▸ **Task statement**
Exactly as written, give again the line with "of the phone" and all subsequent lines through the end of the records.

*** Material for this exercise Section Begins ***

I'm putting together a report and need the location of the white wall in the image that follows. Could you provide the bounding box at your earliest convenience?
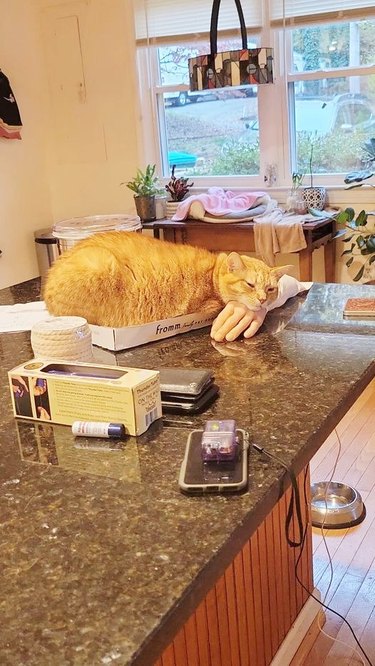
[0,0,52,289]
[38,0,142,220]
[0,0,142,289]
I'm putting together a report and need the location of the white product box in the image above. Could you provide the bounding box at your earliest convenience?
[90,311,215,352]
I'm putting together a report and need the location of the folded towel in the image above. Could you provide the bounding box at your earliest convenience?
[172,187,269,221]
[187,200,268,223]
[253,210,307,266]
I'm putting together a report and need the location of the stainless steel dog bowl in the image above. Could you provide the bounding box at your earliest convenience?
[311,481,366,529]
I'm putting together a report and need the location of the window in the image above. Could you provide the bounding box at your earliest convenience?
[135,1,375,186]
[158,39,260,178]
[287,20,375,175]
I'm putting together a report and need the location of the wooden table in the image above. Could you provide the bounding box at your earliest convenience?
[143,217,337,282]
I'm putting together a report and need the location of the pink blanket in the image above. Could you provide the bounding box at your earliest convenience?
[173,187,268,221]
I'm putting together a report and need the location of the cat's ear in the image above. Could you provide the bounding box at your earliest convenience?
[227,252,246,272]
[271,265,294,280]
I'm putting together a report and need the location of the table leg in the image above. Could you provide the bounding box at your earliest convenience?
[162,229,186,244]
[298,249,313,282]
[324,240,336,283]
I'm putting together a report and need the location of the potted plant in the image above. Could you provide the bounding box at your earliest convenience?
[126,164,160,222]
[336,207,375,282]
[311,202,375,283]
[332,138,375,283]
[165,165,194,218]
[302,142,326,211]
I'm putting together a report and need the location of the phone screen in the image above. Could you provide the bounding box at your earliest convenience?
[179,430,248,493]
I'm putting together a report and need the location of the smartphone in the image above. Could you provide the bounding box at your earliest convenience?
[159,368,214,396]
[162,385,219,414]
[179,429,248,494]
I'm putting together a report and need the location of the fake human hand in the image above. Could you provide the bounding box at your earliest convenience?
[210,302,267,342]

*** Material for this exercise Section Ends ***

▸ **Solution to the problem**
I'm putting together a report and need the location of the phone screen in the image above. Could you provide the bounding box at your earliest convenience?
[179,430,248,493]
I'm putting together a report and need the location of the smartphone in the image above. Could you provide the bounding box at your earliest convenience?
[159,368,214,396]
[162,385,219,414]
[179,429,248,494]
I'm putting together a report and need the location of the fake human hand in the image above. Could you provide the bounding box at your earliest convenience?
[210,302,267,342]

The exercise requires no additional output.